Page extract =>
________________

# Emotiva XPA-2 / XPA-5



## nova (Apr 30, 2006)

Anyone have any in depth info on these two new amps from Emotiva? At first glance they look very promising,...price, specs, etc.,....very tempting. I don't know a lot about amps, so maybe I'm wrong. Any expert opinions out there? My power hungry RBH speakers have been begging for more power ever since I got them.


----------



## SteveB (Oct 20, 2006)

I can't address those units but I did recently get an Emotiva LPA-1 and I'm totally satisfied. Build quality seems very good. Sound reproduction is excellent. Customer service seems to be very good. Check this for other owner's comments.
http://emotivalounge.proboards54.com/index.cgi


----------



## nova (Apr 30, 2006)

Just curious if anyone has any pre-release or grapevine info on these new units? Other than what's on the Emotiva home page.


----------



## CharlieU (Jan 26, 2007)

nova said:


> Anyone have any in depth info on these two new amps from Emotiva? At first glance they look very promising,...price, specs, etc.,....very tempting. I don't know a lot about amps, so maybe I'm wrong. Any expert opinions out there? My power hungry RBH speakers have been begging for more power ever since I got them.


I'm not an expert, but I do have the XPA-5.

________________

Information provided =>

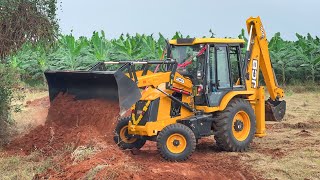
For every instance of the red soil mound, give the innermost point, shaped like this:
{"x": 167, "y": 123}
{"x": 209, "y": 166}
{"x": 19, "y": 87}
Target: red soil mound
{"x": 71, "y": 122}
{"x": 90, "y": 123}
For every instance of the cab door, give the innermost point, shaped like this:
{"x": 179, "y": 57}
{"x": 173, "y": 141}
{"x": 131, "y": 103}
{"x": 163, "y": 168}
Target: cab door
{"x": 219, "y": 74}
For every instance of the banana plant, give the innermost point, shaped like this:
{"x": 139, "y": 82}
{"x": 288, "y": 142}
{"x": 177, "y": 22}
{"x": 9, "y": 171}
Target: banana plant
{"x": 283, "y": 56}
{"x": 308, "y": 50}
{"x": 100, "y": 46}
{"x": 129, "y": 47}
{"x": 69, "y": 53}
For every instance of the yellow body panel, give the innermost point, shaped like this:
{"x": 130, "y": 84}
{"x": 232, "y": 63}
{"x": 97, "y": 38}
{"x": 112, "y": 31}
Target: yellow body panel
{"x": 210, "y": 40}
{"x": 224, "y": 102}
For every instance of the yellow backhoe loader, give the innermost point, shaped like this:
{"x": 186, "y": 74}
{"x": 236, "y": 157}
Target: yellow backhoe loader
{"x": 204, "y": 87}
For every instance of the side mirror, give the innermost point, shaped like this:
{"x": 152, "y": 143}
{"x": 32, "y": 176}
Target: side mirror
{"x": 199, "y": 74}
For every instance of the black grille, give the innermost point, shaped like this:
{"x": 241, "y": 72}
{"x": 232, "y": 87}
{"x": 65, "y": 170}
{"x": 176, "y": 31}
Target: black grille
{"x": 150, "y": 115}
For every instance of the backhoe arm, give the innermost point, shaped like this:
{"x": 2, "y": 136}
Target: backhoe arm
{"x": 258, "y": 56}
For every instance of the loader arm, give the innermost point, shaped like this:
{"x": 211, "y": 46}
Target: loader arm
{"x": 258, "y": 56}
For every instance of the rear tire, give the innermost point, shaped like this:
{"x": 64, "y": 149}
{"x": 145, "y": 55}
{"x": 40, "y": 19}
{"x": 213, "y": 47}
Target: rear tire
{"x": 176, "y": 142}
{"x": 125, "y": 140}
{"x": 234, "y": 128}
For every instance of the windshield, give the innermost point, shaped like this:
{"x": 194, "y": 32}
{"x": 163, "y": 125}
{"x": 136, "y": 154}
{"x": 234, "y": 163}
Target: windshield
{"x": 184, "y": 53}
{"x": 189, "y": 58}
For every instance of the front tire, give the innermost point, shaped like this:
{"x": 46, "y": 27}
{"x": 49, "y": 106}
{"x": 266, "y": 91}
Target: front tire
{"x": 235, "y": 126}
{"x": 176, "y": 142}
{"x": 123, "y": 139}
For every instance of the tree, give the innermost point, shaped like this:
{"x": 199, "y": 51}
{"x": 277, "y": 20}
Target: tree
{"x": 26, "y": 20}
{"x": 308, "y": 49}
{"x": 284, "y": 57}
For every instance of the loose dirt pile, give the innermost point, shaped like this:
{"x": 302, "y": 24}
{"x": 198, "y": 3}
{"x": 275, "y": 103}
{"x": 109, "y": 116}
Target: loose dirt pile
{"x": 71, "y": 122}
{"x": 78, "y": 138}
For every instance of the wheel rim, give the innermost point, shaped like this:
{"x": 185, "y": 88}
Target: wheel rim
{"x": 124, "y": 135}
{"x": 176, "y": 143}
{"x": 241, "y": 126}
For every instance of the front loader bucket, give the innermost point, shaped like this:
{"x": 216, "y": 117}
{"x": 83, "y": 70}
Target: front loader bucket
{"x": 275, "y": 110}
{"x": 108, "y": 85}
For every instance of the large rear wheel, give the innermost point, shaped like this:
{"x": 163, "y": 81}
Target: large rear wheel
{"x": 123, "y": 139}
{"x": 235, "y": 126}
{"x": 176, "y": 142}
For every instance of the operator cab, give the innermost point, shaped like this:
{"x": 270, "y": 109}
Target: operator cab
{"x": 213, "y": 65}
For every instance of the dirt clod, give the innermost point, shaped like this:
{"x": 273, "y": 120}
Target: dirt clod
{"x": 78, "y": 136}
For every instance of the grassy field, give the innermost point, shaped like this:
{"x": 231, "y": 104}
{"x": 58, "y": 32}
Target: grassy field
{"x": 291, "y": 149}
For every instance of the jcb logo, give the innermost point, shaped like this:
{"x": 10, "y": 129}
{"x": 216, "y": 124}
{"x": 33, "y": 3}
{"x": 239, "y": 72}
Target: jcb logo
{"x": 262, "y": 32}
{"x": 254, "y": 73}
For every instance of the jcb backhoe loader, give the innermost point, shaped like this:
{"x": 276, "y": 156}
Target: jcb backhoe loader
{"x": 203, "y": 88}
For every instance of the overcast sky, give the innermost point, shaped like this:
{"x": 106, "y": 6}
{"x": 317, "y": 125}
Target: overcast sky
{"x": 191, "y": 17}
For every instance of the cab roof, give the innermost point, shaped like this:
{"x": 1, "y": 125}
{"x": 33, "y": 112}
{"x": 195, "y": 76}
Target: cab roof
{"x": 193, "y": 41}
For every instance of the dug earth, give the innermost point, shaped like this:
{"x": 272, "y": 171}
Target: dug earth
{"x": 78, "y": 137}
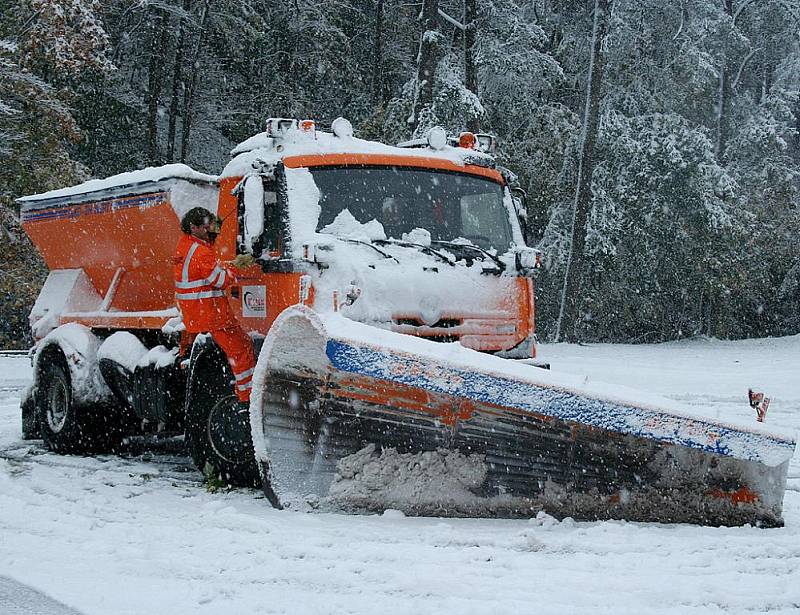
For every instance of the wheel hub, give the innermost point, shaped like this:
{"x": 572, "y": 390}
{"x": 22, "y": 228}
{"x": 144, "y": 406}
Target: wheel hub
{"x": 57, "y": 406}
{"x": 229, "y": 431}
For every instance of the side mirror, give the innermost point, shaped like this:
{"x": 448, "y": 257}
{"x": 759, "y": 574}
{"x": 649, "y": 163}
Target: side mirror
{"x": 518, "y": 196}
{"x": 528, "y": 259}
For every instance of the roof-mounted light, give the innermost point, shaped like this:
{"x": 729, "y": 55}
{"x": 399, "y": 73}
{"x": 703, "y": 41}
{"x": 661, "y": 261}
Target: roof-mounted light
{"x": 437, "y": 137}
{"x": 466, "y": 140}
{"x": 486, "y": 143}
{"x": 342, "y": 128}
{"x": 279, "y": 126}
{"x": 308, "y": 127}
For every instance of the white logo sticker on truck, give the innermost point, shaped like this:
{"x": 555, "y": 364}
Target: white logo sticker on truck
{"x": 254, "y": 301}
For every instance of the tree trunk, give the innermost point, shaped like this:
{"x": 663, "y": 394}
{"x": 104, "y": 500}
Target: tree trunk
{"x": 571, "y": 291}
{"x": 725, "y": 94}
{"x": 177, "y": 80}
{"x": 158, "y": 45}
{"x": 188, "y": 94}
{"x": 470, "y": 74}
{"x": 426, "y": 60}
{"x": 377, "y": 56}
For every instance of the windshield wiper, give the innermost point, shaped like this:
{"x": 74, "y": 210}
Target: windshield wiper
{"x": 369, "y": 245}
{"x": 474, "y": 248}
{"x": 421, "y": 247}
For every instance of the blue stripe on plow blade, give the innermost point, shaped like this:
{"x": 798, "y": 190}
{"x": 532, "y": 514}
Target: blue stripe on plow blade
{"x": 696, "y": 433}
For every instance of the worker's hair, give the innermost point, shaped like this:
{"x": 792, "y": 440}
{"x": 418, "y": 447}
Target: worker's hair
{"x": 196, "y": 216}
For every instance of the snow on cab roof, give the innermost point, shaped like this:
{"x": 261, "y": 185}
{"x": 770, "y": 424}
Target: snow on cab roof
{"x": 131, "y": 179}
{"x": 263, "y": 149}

________________

Instructions to follow => Copy the Emotiva XPA-2 / XPA-5 forum thread from above word for word, from its header through the final reply.

Completed exercise =>
# Emotiva XPA-2 / XPA-5



## nova (Apr 30, 2006)

Anyone have any in depth info on these two new amps from Emotiva? At first glance they look very promising,...price, specs, etc.,....very tempting. I don't know a lot about amps, so maybe I'm wrong. Any expert opinions out there? My power hungry RBH speakers have been begging for more power ever since I got them.


----------



## SteveB (Oct 20, 2006)

I can't address those units but I did recently get an Emotiva LPA-1 and I'm totally satisfied. Build quality seems very good. Sound reproduction is excellent. Customer service seems to be very good. Check this for other owner's comments.
http://emotivalounge.proboards54.com/index.cgi


----------



## nova (Apr 30, 2006)

Just curious if anyone has any pre-release or grapevine info on these new units? Other than what's on the Emotiva home page.


----------



## CharlieU (Jan 26, 2007)

nova said:


> Anyone have any in depth info on these two new amps from Emotiva? At first glance they look very promising,...price, specs, etc.,....very tempting. I don't know a lot about amps, so maybe I'm wrong. Any expert opinions out there? My power hungry RBH speakers have been begging for more power ever since I got them.


I'm not an expert, but I do have the XPA-5.